** Start **

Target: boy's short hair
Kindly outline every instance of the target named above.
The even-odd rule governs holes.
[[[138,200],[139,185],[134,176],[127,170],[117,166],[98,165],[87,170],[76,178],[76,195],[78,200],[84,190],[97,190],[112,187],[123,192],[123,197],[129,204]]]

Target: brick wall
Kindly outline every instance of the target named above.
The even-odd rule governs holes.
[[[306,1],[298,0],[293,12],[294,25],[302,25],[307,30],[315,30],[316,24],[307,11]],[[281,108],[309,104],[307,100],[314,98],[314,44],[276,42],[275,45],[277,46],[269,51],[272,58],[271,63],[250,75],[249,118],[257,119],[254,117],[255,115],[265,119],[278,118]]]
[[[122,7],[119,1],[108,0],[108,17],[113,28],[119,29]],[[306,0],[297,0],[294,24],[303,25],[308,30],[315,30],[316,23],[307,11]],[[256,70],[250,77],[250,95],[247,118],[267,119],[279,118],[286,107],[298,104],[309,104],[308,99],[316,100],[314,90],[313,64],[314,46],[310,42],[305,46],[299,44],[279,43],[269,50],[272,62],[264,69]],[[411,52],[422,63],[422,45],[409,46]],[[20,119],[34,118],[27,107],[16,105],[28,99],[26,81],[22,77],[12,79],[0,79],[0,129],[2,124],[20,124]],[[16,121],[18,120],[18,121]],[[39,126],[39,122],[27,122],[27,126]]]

** End **

# Stated exercise
Copy each of the items above word for word, with the same spacing and punctuation.

# Expected answer
Target: boy's short hair
Kindly outline every instance of the target named above.
The even-odd rule governs holes.
[[[138,200],[139,185],[134,176],[127,170],[117,166],[98,165],[87,170],[76,178],[76,195],[78,200],[84,190],[97,190],[112,187],[123,192],[123,197],[129,204]]]

Target: brick wall
Kindly outline every instance of the target named above.
The even-odd rule governs holes.
[[[306,1],[298,0],[293,12],[294,25],[302,25],[307,30],[315,30],[316,24],[307,11]],[[281,108],[309,104],[307,100],[314,98],[314,44],[276,42],[275,45],[277,46],[269,51],[272,58],[271,63],[250,75],[249,118],[257,119],[254,117],[255,115],[265,119],[278,118]]]
[[[122,7],[119,1],[108,0],[108,17],[113,28],[119,29]],[[306,0],[297,0],[294,24],[303,25],[308,30],[315,30],[316,23],[307,11]],[[256,70],[250,77],[250,95],[247,118],[267,119],[279,118],[286,107],[298,104],[309,104],[308,99],[316,100],[314,90],[313,64],[314,46],[310,42],[305,46],[299,44],[279,43],[269,50],[272,62],[264,69]],[[411,52],[422,63],[422,45],[409,46]],[[20,119],[34,118],[27,107],[16,105],[28,99],[26,81],[22,77],[12,79],[0,79],[0,129],[2,124],[20,124]],[[16,121],[18,120],[18,121]],[[39,126],[39,122],[27,122],[27,126]]]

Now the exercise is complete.